◆ **Tarefas do exercício**
a. Traduza para o inglês a seguinte frase do texto sobre o combate às arboviroses: "O que o Estado faz é o apoio técnico ao município."
b. Reproduza sem nenhuma alteração um trecho do texto sobre o combate às arboviroses: comece nas palavras que contêm "Incidência de casos" e pare depois de "um problema estrutural.".
c. Dê prosseguimento ao texto sobre o combate às arboviroses a partir do ponto em que ele termina.

A ação de combate, especificou, é conjunta entre prefeituras e Governo Estadual. “Cabe ao município, através dos agentes de controle de endemias, fazer as visitas aos domicílios e tentar identificar aqueles criadouros potenciais. Se tiver algum criadouro potencial que possa ter risco de proliferação do mosquito, é recomendado que o elimine. O que o Estado faz é o apoio técnico ao município. A gente tem equipes em vários municípios hoje para fazer o bloqueio de transmissão nessas localidades”, detalhou.
Assim, outras pastas são envolvidas “Setor de obra para remoção do lixo que pode ser criadouro, a gente tem a parte educativa da população que é imprescindível, e fazer o tratamento nessas localidades que está tendo transmissão”, exemplificou.
Incidência de casos é maior em população mais pobre, diz pesquisadora
Apesar desses esforços, Lorena Almeida, enfermeira mestre em Sociedade, Tecnologia e Políticas Públicas, aponta que a incidência das arboviroses não se reduz ao mosquito e à água parada, mas que é, sim, um problema estrutural.

Registros de origem
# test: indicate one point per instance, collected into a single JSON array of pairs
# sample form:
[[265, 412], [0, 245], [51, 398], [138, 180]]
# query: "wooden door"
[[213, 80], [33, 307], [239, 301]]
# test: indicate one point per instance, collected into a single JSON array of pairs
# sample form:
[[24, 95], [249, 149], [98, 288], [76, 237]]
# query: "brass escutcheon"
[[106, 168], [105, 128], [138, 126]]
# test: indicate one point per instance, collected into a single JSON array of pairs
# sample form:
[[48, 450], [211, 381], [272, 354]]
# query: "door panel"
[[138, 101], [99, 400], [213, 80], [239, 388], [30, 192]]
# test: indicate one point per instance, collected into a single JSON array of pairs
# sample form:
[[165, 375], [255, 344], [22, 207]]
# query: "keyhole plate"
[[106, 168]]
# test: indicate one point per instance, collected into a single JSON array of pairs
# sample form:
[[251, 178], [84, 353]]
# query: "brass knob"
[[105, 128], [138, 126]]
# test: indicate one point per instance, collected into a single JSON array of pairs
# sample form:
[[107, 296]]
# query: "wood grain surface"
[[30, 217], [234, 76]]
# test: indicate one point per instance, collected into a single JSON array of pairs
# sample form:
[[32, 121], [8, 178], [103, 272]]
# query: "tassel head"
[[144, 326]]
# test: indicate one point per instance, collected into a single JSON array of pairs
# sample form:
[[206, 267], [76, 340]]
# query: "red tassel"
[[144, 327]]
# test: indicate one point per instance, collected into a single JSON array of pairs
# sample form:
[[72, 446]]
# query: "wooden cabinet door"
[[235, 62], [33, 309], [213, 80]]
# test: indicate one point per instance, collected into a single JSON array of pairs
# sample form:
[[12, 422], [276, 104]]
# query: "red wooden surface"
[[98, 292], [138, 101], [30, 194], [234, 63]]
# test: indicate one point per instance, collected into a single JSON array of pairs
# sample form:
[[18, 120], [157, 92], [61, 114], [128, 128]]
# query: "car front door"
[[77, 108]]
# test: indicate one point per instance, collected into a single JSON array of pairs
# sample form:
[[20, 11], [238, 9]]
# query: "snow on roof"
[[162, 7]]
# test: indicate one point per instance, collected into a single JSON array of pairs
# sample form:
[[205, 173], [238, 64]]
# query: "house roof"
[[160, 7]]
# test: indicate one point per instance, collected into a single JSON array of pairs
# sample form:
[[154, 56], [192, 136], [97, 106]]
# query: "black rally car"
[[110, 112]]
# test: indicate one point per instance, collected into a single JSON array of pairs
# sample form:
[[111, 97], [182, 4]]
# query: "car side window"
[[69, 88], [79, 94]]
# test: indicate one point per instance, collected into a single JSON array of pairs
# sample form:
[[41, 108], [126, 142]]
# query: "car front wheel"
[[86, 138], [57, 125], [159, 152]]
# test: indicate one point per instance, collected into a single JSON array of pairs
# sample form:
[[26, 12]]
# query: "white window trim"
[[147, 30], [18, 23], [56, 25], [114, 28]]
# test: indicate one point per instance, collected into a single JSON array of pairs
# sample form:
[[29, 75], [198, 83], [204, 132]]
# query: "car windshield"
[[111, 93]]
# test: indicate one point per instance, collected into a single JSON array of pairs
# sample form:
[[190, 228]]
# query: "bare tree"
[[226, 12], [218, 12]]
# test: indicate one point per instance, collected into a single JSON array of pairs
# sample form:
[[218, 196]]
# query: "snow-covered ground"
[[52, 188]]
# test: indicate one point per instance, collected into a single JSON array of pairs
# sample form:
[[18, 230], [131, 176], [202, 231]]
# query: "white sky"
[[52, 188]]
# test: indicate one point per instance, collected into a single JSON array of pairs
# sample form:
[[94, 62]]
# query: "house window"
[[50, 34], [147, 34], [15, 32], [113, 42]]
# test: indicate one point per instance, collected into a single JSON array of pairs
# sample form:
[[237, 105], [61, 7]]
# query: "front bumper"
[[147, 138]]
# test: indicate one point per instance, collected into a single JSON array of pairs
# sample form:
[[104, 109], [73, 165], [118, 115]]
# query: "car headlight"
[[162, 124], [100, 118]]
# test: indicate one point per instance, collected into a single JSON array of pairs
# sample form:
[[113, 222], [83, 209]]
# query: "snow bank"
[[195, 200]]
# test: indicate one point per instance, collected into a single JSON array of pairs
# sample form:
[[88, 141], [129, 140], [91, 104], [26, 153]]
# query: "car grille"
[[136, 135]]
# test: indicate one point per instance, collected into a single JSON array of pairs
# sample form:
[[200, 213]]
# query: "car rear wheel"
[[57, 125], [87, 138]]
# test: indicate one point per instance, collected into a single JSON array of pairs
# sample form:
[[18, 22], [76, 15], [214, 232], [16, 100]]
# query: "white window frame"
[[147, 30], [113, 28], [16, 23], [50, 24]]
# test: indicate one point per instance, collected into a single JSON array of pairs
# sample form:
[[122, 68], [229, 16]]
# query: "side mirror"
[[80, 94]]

◆ **Lista de respostas**
a. What the State does is provide technical support to the municipality.

b.
Incidência de casos é maior em população mais pobre, diz pesquisadora
Apesar desses esforços, Lorena Almeida, enfermeira mestre em Sociedade, Tecnologia e Políticas Públicas, aponta que a incidência das arboviroses não se reduz ao mosquito e à água parada, mas que é, sim, um problema estrutural.

c.
“As cidades, e aí a gente pode falar do Brasil como todo, se formaram sem organização. Com exceção do Distrito Federal, as demais capitais foram formadas pelo êxodo rural e as pessoas se alojaram mais nas regiões periféricas. Esses locais não tinham infraestrutura nenhuma, então o que a gente tem hoje são cidades, infelizmente, sem um bom esgotamento sanitário, com uma coleta de lixo ineficiente, e acaba que a própria estrutura dá o lugar e proporciona os focos para a reprodução do vetor”, comentou.
Três principais flagelos na urbanização provocam a proliferação das arboviroses. Um deles é a falta de acesso à água, que faz com que as famílias tenham que estocá-la, formando focos para o aedes aegypti. Os Indicadores Sociais de Moradia no Contexto da Pré-Pandemia de Covid-19 do IBGE mostram que essa é uma questão que atinge quase metade dos pernambucanos: 47,9% da população do Estado vivia em domicílios ligados à rede geral de distribuição onde faltou água pelo menos uma vez por semana em 2019, representando o maior percentual em todo o Brasil.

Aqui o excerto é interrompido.